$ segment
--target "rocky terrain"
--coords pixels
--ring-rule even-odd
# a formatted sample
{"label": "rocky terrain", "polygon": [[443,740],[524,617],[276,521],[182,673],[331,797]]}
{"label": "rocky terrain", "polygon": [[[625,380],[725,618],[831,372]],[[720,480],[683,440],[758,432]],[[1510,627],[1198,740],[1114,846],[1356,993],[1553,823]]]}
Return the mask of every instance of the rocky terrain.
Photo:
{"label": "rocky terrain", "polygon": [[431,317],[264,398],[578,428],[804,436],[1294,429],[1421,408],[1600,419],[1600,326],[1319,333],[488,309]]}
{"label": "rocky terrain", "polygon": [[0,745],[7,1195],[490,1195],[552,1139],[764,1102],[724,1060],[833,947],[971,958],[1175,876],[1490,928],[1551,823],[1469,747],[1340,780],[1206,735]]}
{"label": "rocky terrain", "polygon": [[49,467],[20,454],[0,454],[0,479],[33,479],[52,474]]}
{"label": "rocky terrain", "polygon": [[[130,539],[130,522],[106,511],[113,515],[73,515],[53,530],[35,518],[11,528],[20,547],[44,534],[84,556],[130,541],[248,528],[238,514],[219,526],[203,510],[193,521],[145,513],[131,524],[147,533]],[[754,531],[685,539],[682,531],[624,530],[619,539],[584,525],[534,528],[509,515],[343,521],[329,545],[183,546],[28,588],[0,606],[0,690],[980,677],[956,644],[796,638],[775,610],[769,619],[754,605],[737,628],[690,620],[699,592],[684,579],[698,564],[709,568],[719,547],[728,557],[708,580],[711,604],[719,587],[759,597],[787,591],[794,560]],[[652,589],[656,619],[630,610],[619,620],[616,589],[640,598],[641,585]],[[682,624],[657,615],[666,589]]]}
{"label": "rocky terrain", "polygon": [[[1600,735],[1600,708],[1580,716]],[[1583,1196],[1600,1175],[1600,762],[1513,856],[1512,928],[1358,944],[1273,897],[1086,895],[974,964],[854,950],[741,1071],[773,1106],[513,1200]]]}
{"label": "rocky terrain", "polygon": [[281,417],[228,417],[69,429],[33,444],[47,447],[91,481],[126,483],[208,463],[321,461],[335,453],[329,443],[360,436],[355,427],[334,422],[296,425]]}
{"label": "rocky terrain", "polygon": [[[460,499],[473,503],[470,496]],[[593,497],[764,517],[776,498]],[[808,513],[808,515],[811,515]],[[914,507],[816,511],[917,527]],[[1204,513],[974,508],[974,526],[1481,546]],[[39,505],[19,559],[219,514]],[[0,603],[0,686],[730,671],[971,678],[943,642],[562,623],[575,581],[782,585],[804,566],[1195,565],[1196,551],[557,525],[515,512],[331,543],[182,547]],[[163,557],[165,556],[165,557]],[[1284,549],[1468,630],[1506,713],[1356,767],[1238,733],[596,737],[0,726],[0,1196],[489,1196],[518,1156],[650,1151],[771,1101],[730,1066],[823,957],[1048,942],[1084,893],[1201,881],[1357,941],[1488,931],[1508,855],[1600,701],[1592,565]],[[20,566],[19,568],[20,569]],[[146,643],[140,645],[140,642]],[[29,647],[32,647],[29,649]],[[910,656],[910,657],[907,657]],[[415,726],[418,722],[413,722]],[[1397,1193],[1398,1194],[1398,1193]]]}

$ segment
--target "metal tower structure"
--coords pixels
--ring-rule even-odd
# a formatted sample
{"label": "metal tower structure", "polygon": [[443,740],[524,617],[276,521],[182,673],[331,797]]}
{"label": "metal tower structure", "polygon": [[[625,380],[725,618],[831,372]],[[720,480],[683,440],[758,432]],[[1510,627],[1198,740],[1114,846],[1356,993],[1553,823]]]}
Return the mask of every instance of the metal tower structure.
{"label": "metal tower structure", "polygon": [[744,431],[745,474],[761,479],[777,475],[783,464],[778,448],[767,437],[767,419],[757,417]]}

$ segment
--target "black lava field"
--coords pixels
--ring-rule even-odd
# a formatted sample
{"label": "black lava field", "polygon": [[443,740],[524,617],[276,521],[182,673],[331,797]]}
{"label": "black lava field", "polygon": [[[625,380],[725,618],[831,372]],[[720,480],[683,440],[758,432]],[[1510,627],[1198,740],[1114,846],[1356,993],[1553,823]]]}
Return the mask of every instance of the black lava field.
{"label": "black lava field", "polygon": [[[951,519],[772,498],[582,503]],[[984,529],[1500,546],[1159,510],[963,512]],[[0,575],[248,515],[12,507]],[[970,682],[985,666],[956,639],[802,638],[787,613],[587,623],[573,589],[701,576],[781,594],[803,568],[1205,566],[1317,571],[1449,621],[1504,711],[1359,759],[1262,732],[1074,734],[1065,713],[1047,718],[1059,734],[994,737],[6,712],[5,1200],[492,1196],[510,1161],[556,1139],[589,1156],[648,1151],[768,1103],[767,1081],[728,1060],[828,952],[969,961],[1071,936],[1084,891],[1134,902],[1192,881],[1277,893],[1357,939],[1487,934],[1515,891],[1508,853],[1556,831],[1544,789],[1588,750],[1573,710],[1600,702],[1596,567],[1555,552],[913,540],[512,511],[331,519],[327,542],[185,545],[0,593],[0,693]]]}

Assignment:
Could you return the lines in the entries above that contain "target"?

Written reply:
--target "rocky terrain"
--target "metal tower structure"
--target "black lava field"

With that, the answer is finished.